§ **Aim of the exercise**:
Reproduce each line of the listing below, substituting "evergreen needles" for every occurrence of "conifer foliage" and leaving everything else unchanged. Omit the picture from your answer.

^^^^^^^^

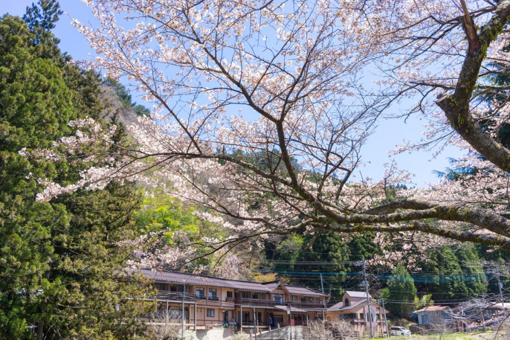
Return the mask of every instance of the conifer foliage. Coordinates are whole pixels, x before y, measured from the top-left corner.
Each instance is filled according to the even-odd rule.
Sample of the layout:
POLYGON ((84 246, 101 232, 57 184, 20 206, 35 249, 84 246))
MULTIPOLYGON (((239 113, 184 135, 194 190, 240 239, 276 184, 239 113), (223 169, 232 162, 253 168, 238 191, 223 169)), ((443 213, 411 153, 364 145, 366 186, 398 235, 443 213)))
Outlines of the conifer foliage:
MULTIPOLYGON (((151 307, 124 299, 144 293, 138 283, 115 279, 129 256, 118 245, 135 232, 133 185, 37 202, 41 178, 72 181, 85 162, 23 155, 105 109, 97 75, 66 62, 56 45, 50 30, 61 13, 56 1, 40 0, 25 21, 0 18, 0 338, 129 338, 151 307)), ((122 129, 114 138, 123 143, 122 129)))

^^^^^^^^

§ **Exercise answer**:
Return the mask of every instance of the evergreen needles. Coordinates are whole pixels, x before y, measured from the top-left corner.
Each instance is filled according to the even-odd rule.
Sample of the layout:
POLYGON ((84 246, 101 232, 57 184, 20 206, 35 249, 84 246))
MULTIPOLYGON (((239 113, 184 135, 194 190, 240 239, 276 184, 239 113), (223 169, 232 162, 253 168, 238 191, 223 169)), ((443 213, 411 153, 364 145, 366 186, 398 235, 443 213)))
Outlines of the evergreen needles:
MULTIPOLYGON (((151 307, 124 299, 144 293, 138 283, 115 279, 129 256, 118 245, 135 232, 133 185, 37 202, 41 178, 72 181, 85 162, 23 155, 105 109, 97 75, 66 62, 56 45, 50 30, 61 13, 56 1, 40 0, 25 21, 0 18, 0 338, 129 338, 151 307)), ((122 129, 114 138, 123 143, 122 129)))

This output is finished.